Aim >>
Recast the lines below as a Markdown table with the columns "Row" and "Line," numbering each line in order and omitting blank lines.

Dataset rows on where objects appear
————

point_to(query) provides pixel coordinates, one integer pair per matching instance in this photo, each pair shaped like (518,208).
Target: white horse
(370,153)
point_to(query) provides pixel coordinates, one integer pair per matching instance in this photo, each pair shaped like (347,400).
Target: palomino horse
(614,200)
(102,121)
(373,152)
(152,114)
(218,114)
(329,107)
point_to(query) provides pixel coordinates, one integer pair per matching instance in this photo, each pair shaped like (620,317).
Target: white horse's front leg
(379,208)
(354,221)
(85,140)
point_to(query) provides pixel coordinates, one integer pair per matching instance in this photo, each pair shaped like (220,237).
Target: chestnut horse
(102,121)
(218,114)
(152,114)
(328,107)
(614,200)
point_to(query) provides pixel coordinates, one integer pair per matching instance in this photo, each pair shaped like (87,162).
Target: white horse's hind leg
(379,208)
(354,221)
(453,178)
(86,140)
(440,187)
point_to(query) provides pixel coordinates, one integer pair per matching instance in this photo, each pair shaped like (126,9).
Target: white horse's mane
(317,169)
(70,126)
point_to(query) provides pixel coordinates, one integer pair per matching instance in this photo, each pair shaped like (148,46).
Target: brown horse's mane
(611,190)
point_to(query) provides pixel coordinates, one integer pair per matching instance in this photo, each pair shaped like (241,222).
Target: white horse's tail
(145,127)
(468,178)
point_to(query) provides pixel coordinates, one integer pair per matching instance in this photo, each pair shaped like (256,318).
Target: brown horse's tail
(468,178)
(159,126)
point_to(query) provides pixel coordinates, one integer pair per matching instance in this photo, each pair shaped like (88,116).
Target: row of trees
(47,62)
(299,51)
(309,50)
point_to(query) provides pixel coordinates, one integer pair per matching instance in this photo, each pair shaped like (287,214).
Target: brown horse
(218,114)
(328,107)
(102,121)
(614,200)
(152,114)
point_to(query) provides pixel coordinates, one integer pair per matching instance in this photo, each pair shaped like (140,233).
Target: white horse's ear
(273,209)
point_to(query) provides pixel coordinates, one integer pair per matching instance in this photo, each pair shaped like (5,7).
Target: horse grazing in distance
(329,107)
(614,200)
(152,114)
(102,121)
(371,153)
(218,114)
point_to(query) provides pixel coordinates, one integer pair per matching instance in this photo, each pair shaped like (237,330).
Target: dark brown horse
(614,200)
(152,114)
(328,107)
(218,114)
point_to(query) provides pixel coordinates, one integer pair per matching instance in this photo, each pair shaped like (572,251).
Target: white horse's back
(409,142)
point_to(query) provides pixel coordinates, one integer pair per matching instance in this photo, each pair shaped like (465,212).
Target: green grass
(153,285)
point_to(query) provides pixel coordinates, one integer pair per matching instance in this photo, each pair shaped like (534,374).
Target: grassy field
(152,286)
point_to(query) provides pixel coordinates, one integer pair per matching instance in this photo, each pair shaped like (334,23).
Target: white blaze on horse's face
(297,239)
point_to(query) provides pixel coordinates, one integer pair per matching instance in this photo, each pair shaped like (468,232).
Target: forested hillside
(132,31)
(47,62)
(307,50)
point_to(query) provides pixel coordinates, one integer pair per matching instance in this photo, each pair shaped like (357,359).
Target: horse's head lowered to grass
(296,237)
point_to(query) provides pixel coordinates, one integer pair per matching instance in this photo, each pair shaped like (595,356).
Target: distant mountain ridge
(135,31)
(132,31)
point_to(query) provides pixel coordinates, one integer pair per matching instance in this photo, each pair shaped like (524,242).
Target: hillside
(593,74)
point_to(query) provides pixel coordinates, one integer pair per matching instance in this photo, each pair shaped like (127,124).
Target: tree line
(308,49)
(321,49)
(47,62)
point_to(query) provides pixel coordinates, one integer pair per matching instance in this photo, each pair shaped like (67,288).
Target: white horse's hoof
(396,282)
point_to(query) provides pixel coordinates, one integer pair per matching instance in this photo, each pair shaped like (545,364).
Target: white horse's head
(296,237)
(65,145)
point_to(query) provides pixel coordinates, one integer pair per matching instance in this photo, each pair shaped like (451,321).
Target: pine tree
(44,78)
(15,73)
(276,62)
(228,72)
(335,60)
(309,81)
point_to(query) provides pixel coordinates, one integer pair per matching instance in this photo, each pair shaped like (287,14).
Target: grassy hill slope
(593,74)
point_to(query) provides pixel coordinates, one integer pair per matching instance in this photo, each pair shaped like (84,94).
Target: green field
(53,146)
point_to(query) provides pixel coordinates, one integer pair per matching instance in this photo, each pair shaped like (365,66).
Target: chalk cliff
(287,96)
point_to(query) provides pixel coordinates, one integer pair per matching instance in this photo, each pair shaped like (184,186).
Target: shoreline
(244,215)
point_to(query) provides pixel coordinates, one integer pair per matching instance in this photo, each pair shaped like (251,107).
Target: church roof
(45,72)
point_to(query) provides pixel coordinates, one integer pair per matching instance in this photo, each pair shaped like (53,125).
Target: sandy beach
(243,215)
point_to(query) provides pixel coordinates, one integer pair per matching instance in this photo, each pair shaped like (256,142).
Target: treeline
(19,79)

————

Exercise solution >>
| Row | Line |
|---|---|
| 1 | point_to(query) provides pixel coordinates, one integer pair per matching instance in this photo, each pair shaped like (518,208). |
| 2 | Target: white horse |
| 3 | (370,153) |
| 4 | point_to(query) provides pixel coordinates, one integer pair per matching instance in this photo, each pair shaped like (347,400). |
| 5 | Target: palomino horse |
| 6 | (614,200) |
| 7 | (102,121) |
| 8 | (373,152) |
| 9 | (152,114) |
| 10 | (218,114) |
| 11 | (329,107) |
| 12 | point_to(query) provides pixel coordinates, one integer pair per matching instance in this photo, each pair shaped like (620,317). |
| 13 | Target: white horse's front leg |
| 14 | (379,208) |
| 15 | (354,221) |
| 16 | (85,140) |
| 17 | point_to(query) provides pixel coordinates, one integer pair per matching instance in this photo, each pair shaped like (220,237). |
| 18 | Target: chestnut horse |
| 19 | (102,121) |
| 20 | (218,114) |
| 21 | (152,114) |
| 22 | (328,107) |
| 23 | (614,200) |
| 24 | point_to(query) provides pixel coordinates, one integer pair per matching instance in this photo, each pair shaped like (87,162). |
| 25 | Target: white horse's hind leg |
| 26 | (379,208) |
| 27 | (354,221) |
| 28 | (453,178) |
| 29 | (86,140) |
| 30 | (440,187) |
| 31 | point_to(query) provides pixel coordinates, one integer pair per matching instance in this photo, each pair shaped like (126,9). |
| 32 | Target: white horse's mane |
| 33 | (317,169) |
| 34 | (70,126) |
| 35 | point_to(query) provides pixel coordinates, one integer pair per matching instance in this photo, each pair shaped like (148,46). |
| 36 | Target: brown horse's mane |
| 37 | (611,190) |
| 38 | point_to(query) provides pixel coordinates, one integer pair per matching instance in this photo, each pair shaped like (241,222). |
| 39 | Target: white horse's tail |
| 40 | (145,127) |
| 41 | (468,178) |
| 42 | point_to(query) provides pixel coordinates, one integer pair per matching instance in this photo, each pair shaped like (256,318). |
| 43 | Target: brown horse's tail |
| 44 | (468,178) |
| 45 | (159,126) |
| 46 | point_to(query) provides pixel coordinates, one integer pair per matching instance in this photo, each pair shaped like (88,116). |
| 47 | Target: row of trees |
| 48 | (47,62) |
| 49 | (299,51) |
| 50 | (309,50) |
| 51 | point_to(query) provides pixel coordinates, one integer pair per matching instance in this photo, each pair shaped like (287,214). |
| 52 | Target: brown horse |
| 53 | (218,114) |
| 54 | (328,107) |
| 55 | (102,121) |
| 56 | (614,200) |
| 57 | (152,114) |
| 58 | point_to(query) provides pixel coordinates, one integer pair per matching instance in this photo, each pair shaped like (140,233). |
| 59 | Target: white horse's ear |
| 60 | (273,209) |
| 61 | point_to(query) provides pixel coordinates, one integer pair per matching instance in this photo, each pair shaped like (5,7). |
| 62 | Target: horse grazing in distance |
| 63 | (329,107) |
| 64 | (614,200) |
| 65 | (152,114) |
| 66 | (102,121) |
| 67 | (371,153) |
| 68 | (218,114) |
| 69 | point_to(query) provides pixel coordinates, one integer pair per matching instance in this photo, each pair shaped like (237,330). |
| 70 | Target: dark brown horse |
| 71 | (614,200) |
| 72 | (152,114) |
| 73 | (328,107) |
| 74 | (218,114) |
| 75 | point_to(query) provides pixel coordinates, one integer pair per matching instance in this photo, each pair shaped like (572,251). |
| 76 | Target: white horse's back |
| 77 | (409,142) |
| 78 | point_to(query) provides pixel coordinates, one integer pair per matching instance in this photo, each pair shaped like (465,212). |
| 79 | Target: green grass |
| 80 | (153,285) |
| 81 | point_to(query) provides pixel coordinates, one integer pair per matching instance in this photo, each pair shaped like (534,374). |
| 82 | Target: grassy field |
| 83 | (152,286) |
| 84 | point_to(query) provides pixel coordinates, one integer pair per matching instance in this photo, each pair shaped like (334,23). |
| 85 | Target: white blaze on horse's face |
| 86 | (297,239) |
| 87 | point_to(query) provides pixel coordinates, one integer pair per matching instance in this photo, each pair shaped like (468,232). |
| 88 | Target: forested hillside |
| 89 | (132,31) |
| 90 | (47,62) |
| 91 | (307,50) |
| 92 | point_to(query) provides pixel coordinates, one integer pair per matching instance in this photo, each pair shaped like (357,359). |
| 93 | Target: horse's head lowered to grass |
| 94 | (296,237) |
| 95 | point_to(query) provides pixel coordinates, one integer pair per matching instance in this photo, each pair shaped like (595,356). |
| 96 | Target: distant mountain ridge |
| 97 | (135,31) |
| 98 | (132,31) |
| 99 | point_to(query) provides pixel coordinates, one integer pair per matching instance in this photo, each pair shaped like (524,242). |
| 100 | Target: hillside |
| 101 | (593,74) |
| 102 | point_to(query) provides pixel coordinates, one integer pair per matching instance in this photo, each pair shaped like (127,124). |
| 103 | Target: tree line |
| 104 | (308,49) |
| 105 | (321,49) |
| 106 | (47,62) |
| 107 | point_to(query) provides pixel coordinates, one integer pair per matching instance in this photo, each pair shaped like (67,288). |
| 108 | Target: white horse's hoof |
| 109 | (396,282) |
| 110 | point_to(query) provides pixel coordinates, one integer pair per matching instance in this photo, each pair shaped like (545,364). |
| 111 | Target: white horse's head |
| 112 | (296,237) |
| 113 | (65,145) |
| 114 | point_to(query) provides pixel coordinates, one integer pair per matching instance in this photo, each pair shaped like (451,321). |
| 115 | Target: pine tree |
| 116 | (44,78) |
| 117 | (15,73) |
| 118 | (276,62) |
| 119 | (228,72) |
| 120 | (335,60) |
| 121 | (309,81) |
| 122 | point_to(query) provides pixel coordinates, one integer pair per matching instance in this photo, each pair shaped like (287,14). |
| 123 | Target: grassy hill slope |
| 124 | (593,74) |
| 125 | point_to(query) provides pixel coordinates, one integer pair per matching instance in this photo, each pair shaped like (84,94). |
| 126 | Target: green field |
| 127 | (53,146) |
| 128 | point_to(query) provides pixel coordinates, one integer pair per matching instance in this photo, each pair shaped like (365,66). |
| 129 | Target: chalk cliff |
| 130 | (287,96) |
| 131 | point_to(query) provides pixel coordinates, one integer pair per matching instance in this photo, each pair shaped like (184,186). |
| 132 | Target: shoreline |
| 133 | (244,215) |
| 134 | point_to(query) provides pixel coordinates, one integer pair per matching instance in this photo, each pair shaped like (251,107). |
| 135 | Target: church roof |
| 136 | (45,72) |
| 137 | point_to(query) provides pixel coordinates, one integer pair per matching instance in this photo, each pair shaped like (53,125). |
| 138 | Target: sandy beach |
| 139 | (243,215) |
| 140 | point_to(query) provides pixel coordinates, one integer pair per matching instance in this photo, each pair shaped like (256,142). |
| 141 | Target: treeline |
| 142 | (19,79) |